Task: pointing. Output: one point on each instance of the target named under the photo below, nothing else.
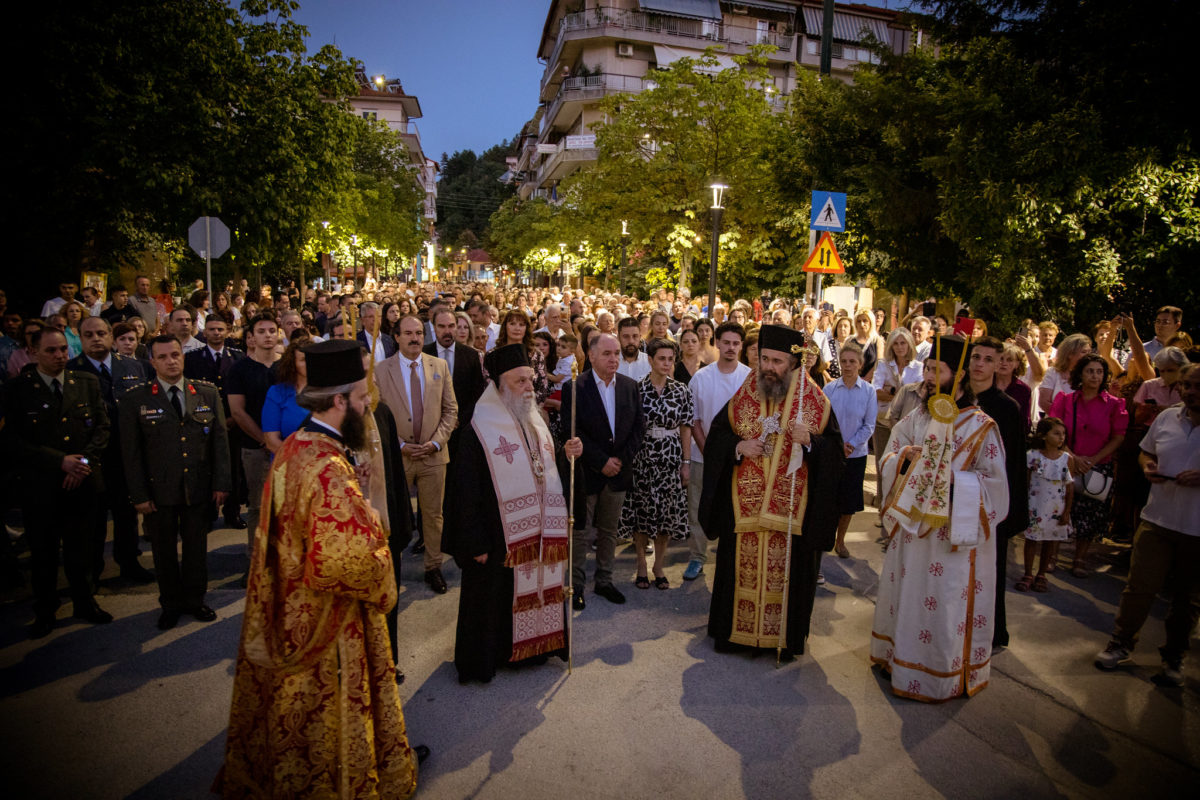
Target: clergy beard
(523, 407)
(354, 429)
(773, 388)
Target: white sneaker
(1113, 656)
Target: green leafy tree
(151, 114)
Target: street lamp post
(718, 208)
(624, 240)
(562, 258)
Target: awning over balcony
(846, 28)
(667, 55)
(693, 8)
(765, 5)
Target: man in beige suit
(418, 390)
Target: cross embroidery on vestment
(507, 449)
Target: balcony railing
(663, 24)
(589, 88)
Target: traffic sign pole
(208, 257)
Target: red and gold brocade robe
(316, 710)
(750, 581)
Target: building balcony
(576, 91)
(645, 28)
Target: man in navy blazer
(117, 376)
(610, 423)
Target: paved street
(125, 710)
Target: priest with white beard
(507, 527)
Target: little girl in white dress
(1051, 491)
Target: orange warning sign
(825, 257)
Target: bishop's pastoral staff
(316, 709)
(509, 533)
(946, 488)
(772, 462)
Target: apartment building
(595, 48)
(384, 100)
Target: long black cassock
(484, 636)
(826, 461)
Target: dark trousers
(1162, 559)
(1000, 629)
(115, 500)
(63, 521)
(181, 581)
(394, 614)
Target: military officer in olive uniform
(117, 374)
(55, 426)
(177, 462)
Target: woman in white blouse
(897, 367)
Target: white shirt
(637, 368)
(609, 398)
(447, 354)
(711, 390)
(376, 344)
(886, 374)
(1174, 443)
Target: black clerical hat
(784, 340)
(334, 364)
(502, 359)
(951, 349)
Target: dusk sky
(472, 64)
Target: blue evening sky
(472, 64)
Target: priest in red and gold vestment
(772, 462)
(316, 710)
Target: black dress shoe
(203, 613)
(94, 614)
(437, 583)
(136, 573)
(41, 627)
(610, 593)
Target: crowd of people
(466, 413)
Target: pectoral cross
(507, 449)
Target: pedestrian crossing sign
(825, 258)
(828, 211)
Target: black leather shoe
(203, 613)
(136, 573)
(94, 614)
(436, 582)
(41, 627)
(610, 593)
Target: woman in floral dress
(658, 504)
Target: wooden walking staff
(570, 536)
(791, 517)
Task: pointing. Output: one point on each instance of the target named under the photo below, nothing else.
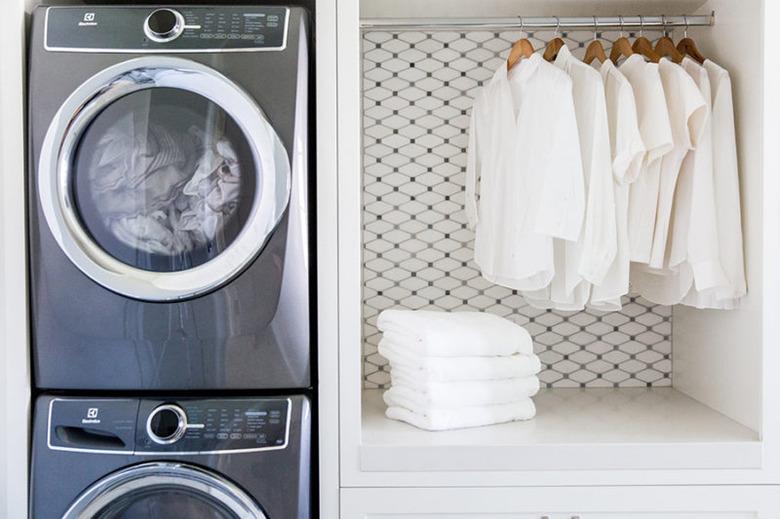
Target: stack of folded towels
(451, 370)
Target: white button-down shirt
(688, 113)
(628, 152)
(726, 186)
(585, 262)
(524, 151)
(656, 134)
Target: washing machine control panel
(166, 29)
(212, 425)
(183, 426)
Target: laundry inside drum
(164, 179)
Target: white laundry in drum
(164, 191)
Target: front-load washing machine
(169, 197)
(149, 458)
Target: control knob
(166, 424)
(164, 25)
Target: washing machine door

----

Goal of the exercise
Write out again the rows from the line with "Target: priest in red and gold vestment" through the last row, including both, and leave out the pictures.

Correct result
Target: priest in red and gold vestment
(772, 462)
(316, 710)
Target: black dress shoe
(203, 613)
(94, 614)
(437, 583)
(136, 573)
(41, 627)
(610, 593)
Target: crowd of people
(466, 413)
Target: pectoral cross
(507, 449)
Target: pedestrian crossing sign
(825, 258)
(828, 211)
Target: black leather shoe
(203, 613)
(136, 573)
(94, 614)
(436, 582)
(41, 627)
(610, 593)
Target: woman in floral dress
(658, 504)
Target: wooden walking staff
(570, 536)
(791, 517)
Task: pointing. Output: one point on each instance of the target named under the photo below, nothing else.
Target: stack of folded towels
(451, 370)
Target: white button-down shirt
(688, 113)
(628, 152)
(726, 186)
(585, 262)
(524, 151)
(656, 134)
Target: washing machine control panel
(166, 29)
(212, 425)
(183, 426)
Target: laundry inside drum
(164, 179)
Target: white laundry in drum
(164, 191)
Target: front-load washing machine
(169, 197)
(149, 458)
Target: control knob
(166, 424)
(164, 25)
Target: washing machine door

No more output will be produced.